## start Records provided

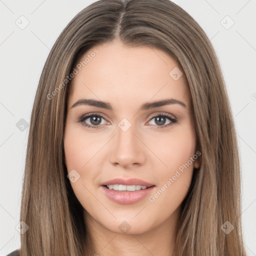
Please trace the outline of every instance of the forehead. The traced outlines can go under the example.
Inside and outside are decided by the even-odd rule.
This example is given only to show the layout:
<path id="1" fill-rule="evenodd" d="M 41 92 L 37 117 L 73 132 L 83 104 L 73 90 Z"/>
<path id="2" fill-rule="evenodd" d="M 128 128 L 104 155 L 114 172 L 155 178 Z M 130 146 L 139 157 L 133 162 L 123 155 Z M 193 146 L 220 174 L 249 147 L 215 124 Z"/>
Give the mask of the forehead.
<path id="1" fill-rule="evenodd" d="M 156 48 L 132 48 L 114 40 L 91 48 L 76 65 L 70 106 L 82 98 L 131 104 L 172 98 L 189 102 L 184 76 L 174 79 L 174 72 L 180 76 L 181 68 Z"/>

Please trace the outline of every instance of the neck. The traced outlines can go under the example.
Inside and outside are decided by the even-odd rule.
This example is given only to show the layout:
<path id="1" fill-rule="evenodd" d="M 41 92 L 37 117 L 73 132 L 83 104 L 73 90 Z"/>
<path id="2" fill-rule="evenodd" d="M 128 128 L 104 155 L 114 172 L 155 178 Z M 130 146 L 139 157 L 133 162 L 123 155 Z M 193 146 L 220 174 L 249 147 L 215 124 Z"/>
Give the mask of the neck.
<path id="1" fill-rule="evenodd" d="M 92 242 L 94 255 L 174 256 L 173 252 L 180 207 L 161 224 L 140 234 L 116 233 L 97 222 L 87 212 L 84 217 Z"/>

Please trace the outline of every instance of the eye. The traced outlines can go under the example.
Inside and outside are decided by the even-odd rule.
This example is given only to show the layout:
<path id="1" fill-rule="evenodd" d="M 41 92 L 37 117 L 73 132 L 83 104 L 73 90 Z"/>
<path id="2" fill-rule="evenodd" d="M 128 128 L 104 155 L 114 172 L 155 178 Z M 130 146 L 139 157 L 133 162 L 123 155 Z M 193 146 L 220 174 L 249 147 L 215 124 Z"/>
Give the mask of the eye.
<path id="1" fill-rule="evenodd" d="M 104 122 L 103 124 L 102 123 L 102 120 L 105 120 L 105 119 L 99 114 L 90 114 L 83 116 L 80 118 L 78 122 L 81 122 L 86 127 L 97 128 L 100 128 L 100 126 L 106 124 L 106 122 Z M 105 121 L 106 122 L 106 120 Z"/>
<path id="2" fill-rule="evenodd" d="M 152 121 L 152 120 L 153 121 Z M 166 124 L 166 121 L 169 122 Z M 102 122 L 102 120 L 104 122 Z M 88 128 L 100 128 L 103 124 L 106 123 L 110 124 L 109 122 L 106 121 L 104 118 L 100 114 L 91 114 L 82 116 L 77 121 Z M 149 121 L 150 124 L 153 124 L 158 126 L 157 128 L 164 128 L 177 122 L 177 120 L 170 114 L 162 113 L 154 115 Z"/>
<path id="3" fill-rule="evenodd" d="M 170 122 L 167 124 L 166 124 L 166 122 L 168 120 L 170 120 Z M 153 122 L 151 121 L 151 120 L 153 120 Z M 160 114 L 156 114 L 152 118 L 150 119 L 150 121 L 149 122 L 150 123 L 150 124 L 152 124 L 156 125 L 158 126 L 158 128 L 164 128 L 167 126 L 169 126 L 176 122 L 177 120 L 174 118 L 173 116 L 169 114 L 162 113 Z"/>

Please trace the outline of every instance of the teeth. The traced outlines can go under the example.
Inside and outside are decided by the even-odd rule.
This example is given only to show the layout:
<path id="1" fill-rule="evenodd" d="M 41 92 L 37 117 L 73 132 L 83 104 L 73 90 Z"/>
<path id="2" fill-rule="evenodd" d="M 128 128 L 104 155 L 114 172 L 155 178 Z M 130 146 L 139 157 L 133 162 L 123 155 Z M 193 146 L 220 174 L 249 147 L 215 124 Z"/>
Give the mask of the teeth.
<path id="1" fill-rule="evenodd" d="M 148 188 L 146 186 L 142 186 L 140 185 L 126 186 L 119 184 L 106 185 L 106 186 L 110 190 L 118 191 L 135 191 L 136 190 L 145 190 Z"/>

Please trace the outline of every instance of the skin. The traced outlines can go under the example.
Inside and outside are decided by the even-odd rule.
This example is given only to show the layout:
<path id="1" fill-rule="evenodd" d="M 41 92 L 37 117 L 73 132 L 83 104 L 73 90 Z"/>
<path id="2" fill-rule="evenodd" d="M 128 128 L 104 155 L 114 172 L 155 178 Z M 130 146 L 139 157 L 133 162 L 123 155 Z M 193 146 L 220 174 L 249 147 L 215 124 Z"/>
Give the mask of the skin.
<path id="1" fill-rule="evenodd" d="M 71 185 L 84 209 L 95 254 L 173 256 L 180 204 L 194 168 L 200 166 L 199 158 L 154 202 L 146 196 L 135 204 L 118 204 L 102 192 L 100 185 L 116 178 L 136 178 L 154 184 L 150 194 L 154 195 L 196 154 L 189 90 L 184 76 L 174 80 L 169 75 L 174 68 L 182 68 L 161 50 L 131 48 L 118 40 L 90 49 L 80 60 L 96 48 L 98 53 L 72 80 L 64 136 L 66 164 L 68 172 L 74 169 L 80 175 Z M 139 110 L 148 102 L 171 98 L 186 106 L 172 104 Z M 81 98 L 107 102 L 113 110 L 86 104 L 72 108 Z M 91 113 L 104 116 L 100 128 L 76 122 Z M 167 118 L 166 127 L 161 128 L 152 116 L 162 113 L 177 122 L 168 126 Z M 126 132 L 118 126 L 124 118 L 132 124 Z M 84 124 L 92 125 L 91 121 L 88 118 Z M 126 234 L 118 228 L 124 221 L 130 226 Z"/>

## end Records provided

__Set task__: Pictures in the records must not appear in the copy; transcribe everything else precisely.

__Reply__:
Please trace the outline of every instance of the forehead. The traced outlines can go under the example.
Inside and outside are decided by the even-odd rule.
This example is given only to show the layout:
<path id="1" fill-rule="evenodd" d="M 41 92 L 37 117 L 73 132 L 83 104 L 73 90 Z"/>
<path id="2" fill-rule="evenodd" d="M 128 128 L 104 155 L 114 172 L 155 178 Z M 130 146 L 139 157 L 133 162 L 123 155 Z M 193 146 L 220 174 L 249 147 L 215 124 Z"/>
Give the mask of the forehead.
<path id="1" fill-rule="evenodd" d="M 156 48 L 132 48 L 114 40 L 91 48 L 76 65 L 70 106 L 82 98 L 131 104 L 172 98 L 189 102 L 184 76 L 174 79 L 174 72 L 180 76 L 181 68 Z"/>

Please trace the outline of every instance of the neck. The traced outlines can go under the example.
Inside and outside are decided by the even-odd rule.
This example is given only to show the layout:
<path id="1" fill-rule="evenodd" d="M 41 92 L 37 117 L 73 132 L 83 104 L 73 90 Z"/>
<path id="2" fill-rule="evenodd" d="M 128 128 L 104 155 L 114 172 L 155 178 Z M 130 146 L 139 157 L 133 162 L 123 155 Z M 193 146 L 220 174 L 249 147 L 215 124 Z"/>
Give the mask of the neck.
<path id="1" fill-rule="evenodd" d="M 92 242 L 94 255 L 174 256 L 173 252 L 180 207 L 161 224 L 140 234 L 116 233 L 97 222 L 87 212 L 84 217 Z"/>

Please trace the outline of every instance of the eye. The traced outlines can go under the example.
Inside and outside are decided by the even-odd rule.
This example is given only to show the layout:
<path id="1" fill-rule="evenodd" d="M 41 92 L 37 117 L 73 132 L 83 104 L 73 90 Z"/>
<path id="2" fill-rule="evenodd" d="M 128 128 L 104 155 L 114 172 L 155 178 Z M 130 146 L 139 157 L 133 162 L 123 155 Z M 193 146 L 220 174 L 249 147 L 215 124 Z"/>
Give the mask of the eye.
<path id="1" fill-rule="evenodd" d="M 104 122 L 103 124 L 102 123 L 102 120 L 105 120 L 105 119 L 99 114 L 90 114 L 83 116 L 80 118 L 78 122 L 81 122 L 86 127 L 97 128 L 100 128 L 100 126 L 106 124 L 106 122 Z M 105 121 L 106 122 L 106 120 Z"/>
<path id="2" fill-rule="evenodd" d="M 152 121 L 152 120 L 153 121 Z M 166 124 L 166 121 L 169 122 Z M 102 122 L 102 120 L 104 122 Z M 88 128 L 100 128 L 103 124 L 106 123 L 110 124 L 109 122 L 106 121 L 104 118 L 100 114 L 91 114 L 82 116 L 77 121 Z M 149 121 L 150 124 L 153 124 L 158 126 L 157 128 L 164 128 L 177 122 L 177 120 L 170 114 L 162 113 L 154 115 Z"/>
<path id="3" fill-rule="evenodd" d="M 170 122 L 167 124 L 166 124 L 166 122 L 168 120 L 170 120 Z M 153 122 L 151 121 L 151 120 L 153 120 Z M 160 114 L 156 114 L 152 118 L 150 119 L 150 121 L 149 122 L 150 123 L 150 124 L 152 124 L 156 125 L 158 126 L 158 128 L 164 128 L 167 126 L 169 126 L 176 122 L 177 120 L 174 118 L 173 116 L 169 114 L 162 113 Z"/>

Please trace the outline of every instance of the teeth. The traced outlines can go under the example.
Inside and outside are decided by the even-odd rule.
This example is given only to show the layout:
<path id="1" fill-rule="evenodd" d="M 41 92 L 37 117 L 73 132 L 83 104 L 73 90 Z"/>
<path id="2" fill-rule="evenodd" d="M 128 128 L 104 155 L 114 172 L 155 178 Z M 130 146 L 139 157 L 133 162 L 123 155 Z M 193 146 L 220 174 L 249 147 L 215 124 Z"/>
Give the mask of the teeth.
<path id="1" fill-rule="evenodd" d="M 148 188 L 146 186 L 142 186 L 140 185 L 126 186 L 119 184 L 106 185 L 106 186 L 110 190 L 118 191 L 135 191 L 136 190 L 145 190 Z"/>

Please trace the outline of every instance of the skin. The traced outlines can go under the example.
Inside and outside are decided by the even-odd rule.
This example is given only to show the layout:
<path id="1" fill-rule="evenodd" d="M 41 92 L 37 117 L 73 132 L 83 104 L 73 90 Z"/>
<path id="2" fill-rule="evenodd" d="M 128 128 L 104 155 L 114 172 L 155 178 Z M 130 146 L 139 157 L 133 162 L 123 155 Z M 193 146 L 220 174 L 249 147 L 215 124 Z"/>
Give the mask of the skin.
<path id="1" fill-rule="evenodd" d="M 71 185 L 84 209 L 95 254 L 173 256 L 180 204 L 194 168 L 200 166 L 199 158 L 154 202 L 146 196 L 135 204 L 118 204 L 102 192 L 100 185 L 116 178 L 136 178 L 154 184 L 150 194 L 154 195 L 196 154 L 189 90 L 184 76 L 174 80 L 169 75 L 174 68 L 182 68 L 161 50 L 131 48 L 118 40 L 90 49 L 80 60 L 96 48 L 98 53 L 72 80 L 64 136 L 66 164 L 68 172 L 74 169 L 80 175 Z M 139 110 L 148 102 L 171 98 L 186 106 L 172 104 Z M 81 98 L 107 102 L 113 110 L 86 104 L 72 108 Z M 91 113 L 104 116 L 100 128 L 76 122 Z M 167 118 L 166 127 L 161 128 L 152 116 L 162 113 L 177 122 L 168 126 Z M 126 132 L 118 126 L 124 118 L 132 124 Z M 84 124 L 92 125 L 91 121 L 88 118 Z M 126 234 L 118 228 L 124 221 L 130 226 Z"/>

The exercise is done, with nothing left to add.